Повторите слово в слово фрагмент отрывка о русской монархии от слов «Монархическая государственность. Рассмотрим» до слов «периоды нашей истории.» включительно.

━━━ ИСХОДНЫЙ ОТРЫВОК

Монархическая государственность. Рассмотрим понятие так называемой "симфонии" на три власти: царскую, церковную и земскую; в наибольшем виде такая "симфония" была осуществлена в допетровский период именно в Московской Руси. Вот такая православная монархия нам и нужна сегодня.

Образцом русской монархии является Московское Царство, мировоззрение Москвы-Третьего Рима, идеал Святой Руси, как великого независимого Государства, облеченного миссией быть столпом спасения и света для всех народов мира, ядром Вселенского Православия. Путь к восстановлению монархии на Руси должен лежать через московский, а не через Санкт-петербургский и не через киевский периоды нашей истории.

Реставрация монархии в России должна учитывать социальную ориентацию нашего общества, и в этом смысле советский опыт должен быть учтен самым тщательным образом (а не отброшен). Таким образом, грядущая русская монархия должна быть византийской, мессианской, народной и социальной.

━━━━━━
━━━ СТРОКИ

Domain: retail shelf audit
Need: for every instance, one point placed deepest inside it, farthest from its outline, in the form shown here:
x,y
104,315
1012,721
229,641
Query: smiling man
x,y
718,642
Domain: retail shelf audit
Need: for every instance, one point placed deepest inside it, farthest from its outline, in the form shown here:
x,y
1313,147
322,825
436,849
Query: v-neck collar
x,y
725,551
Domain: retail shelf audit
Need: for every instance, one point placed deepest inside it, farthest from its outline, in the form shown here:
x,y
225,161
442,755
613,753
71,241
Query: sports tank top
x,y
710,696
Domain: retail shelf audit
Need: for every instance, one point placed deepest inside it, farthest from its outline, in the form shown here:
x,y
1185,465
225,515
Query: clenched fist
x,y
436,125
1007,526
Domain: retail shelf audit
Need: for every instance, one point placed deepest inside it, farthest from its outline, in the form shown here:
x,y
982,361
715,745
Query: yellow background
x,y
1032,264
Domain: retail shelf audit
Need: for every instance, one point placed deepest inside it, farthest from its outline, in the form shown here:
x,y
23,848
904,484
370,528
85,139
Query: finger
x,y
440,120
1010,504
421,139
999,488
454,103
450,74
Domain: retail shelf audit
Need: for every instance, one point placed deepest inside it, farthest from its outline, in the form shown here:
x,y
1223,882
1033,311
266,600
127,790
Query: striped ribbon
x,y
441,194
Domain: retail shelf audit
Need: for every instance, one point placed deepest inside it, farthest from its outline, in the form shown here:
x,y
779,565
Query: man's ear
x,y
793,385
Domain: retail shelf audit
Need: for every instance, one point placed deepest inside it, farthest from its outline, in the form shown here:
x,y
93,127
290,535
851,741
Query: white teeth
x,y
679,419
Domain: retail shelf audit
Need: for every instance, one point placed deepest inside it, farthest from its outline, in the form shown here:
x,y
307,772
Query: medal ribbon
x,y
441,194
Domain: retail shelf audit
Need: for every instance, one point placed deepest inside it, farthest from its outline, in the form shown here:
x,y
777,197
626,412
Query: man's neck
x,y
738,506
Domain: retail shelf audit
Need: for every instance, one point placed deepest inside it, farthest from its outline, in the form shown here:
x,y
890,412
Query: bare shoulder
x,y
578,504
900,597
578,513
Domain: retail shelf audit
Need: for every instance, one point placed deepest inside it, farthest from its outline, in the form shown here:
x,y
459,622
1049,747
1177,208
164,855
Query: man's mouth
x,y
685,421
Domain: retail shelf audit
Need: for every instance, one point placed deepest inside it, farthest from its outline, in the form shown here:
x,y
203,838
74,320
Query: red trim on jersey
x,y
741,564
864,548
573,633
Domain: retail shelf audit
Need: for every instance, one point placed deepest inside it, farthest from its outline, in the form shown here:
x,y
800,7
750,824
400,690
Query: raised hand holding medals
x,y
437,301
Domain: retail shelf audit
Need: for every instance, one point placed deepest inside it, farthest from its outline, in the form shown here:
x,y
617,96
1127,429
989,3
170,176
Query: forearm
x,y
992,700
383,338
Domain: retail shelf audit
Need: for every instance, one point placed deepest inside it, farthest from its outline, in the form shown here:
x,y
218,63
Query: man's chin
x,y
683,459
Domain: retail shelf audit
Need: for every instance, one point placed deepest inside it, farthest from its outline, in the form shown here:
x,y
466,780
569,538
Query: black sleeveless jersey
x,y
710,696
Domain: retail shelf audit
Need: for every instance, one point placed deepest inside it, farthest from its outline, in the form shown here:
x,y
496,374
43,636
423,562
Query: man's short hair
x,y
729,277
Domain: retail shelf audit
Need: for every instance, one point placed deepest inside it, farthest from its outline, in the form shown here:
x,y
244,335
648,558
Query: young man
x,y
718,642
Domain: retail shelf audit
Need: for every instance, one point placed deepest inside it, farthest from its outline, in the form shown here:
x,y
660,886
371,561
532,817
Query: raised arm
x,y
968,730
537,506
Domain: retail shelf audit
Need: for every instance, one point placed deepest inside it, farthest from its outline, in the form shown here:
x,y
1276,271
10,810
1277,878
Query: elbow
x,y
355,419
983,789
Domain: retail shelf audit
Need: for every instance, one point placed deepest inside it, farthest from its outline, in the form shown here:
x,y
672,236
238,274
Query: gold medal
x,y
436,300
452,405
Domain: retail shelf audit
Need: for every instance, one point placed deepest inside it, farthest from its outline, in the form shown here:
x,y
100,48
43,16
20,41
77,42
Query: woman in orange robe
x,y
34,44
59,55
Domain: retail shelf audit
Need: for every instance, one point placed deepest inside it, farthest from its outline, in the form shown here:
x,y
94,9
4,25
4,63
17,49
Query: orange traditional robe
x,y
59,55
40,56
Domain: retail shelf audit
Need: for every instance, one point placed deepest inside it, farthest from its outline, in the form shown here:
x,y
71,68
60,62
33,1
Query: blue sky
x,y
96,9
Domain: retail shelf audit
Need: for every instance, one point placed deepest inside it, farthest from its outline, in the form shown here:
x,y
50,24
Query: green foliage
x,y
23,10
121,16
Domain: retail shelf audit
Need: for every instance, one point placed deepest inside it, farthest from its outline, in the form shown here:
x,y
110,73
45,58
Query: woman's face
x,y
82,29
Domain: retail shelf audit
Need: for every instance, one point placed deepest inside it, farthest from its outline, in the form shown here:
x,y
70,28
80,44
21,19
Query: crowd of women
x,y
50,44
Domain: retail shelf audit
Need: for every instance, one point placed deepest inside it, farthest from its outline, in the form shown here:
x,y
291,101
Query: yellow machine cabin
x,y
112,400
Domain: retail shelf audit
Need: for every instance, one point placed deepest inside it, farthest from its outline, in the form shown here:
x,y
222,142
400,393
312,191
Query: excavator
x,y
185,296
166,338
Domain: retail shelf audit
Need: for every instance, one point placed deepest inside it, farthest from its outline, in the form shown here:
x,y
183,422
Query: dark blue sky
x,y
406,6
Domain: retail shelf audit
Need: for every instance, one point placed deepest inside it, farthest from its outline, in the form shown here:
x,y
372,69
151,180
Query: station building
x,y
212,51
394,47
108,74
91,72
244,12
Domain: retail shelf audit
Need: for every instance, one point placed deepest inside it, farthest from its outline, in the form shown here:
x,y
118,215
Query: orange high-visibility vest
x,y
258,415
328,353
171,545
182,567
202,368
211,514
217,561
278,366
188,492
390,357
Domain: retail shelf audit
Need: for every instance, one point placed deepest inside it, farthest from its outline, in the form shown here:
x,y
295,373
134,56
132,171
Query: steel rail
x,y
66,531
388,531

━━━━━━

РЕЗУЛЬТАТ:
Монархическая государственность. Рассмотрим понятие так называемой "симфонии" на три власти: царскую, церковную и земскую; в наибольшем виде такая "симфония" была осуществлена в допетровский период именно в Московской Руси. Вот такая православная монархия нам и нужна сегодня.

Образцом русской монархии является Московское Царство, мировоззрение Москвы-Третьего Рима, идеал Святой Руси, как великого независимого Государства, облеченного миссией быть столпом спасения и света для всех народов мира, ядром Вселенского Православия. Путь к восстановлению монархии на Руси должен лежать через московский, а не через Санкт-петербургский и не через киевский периоды нашей истории.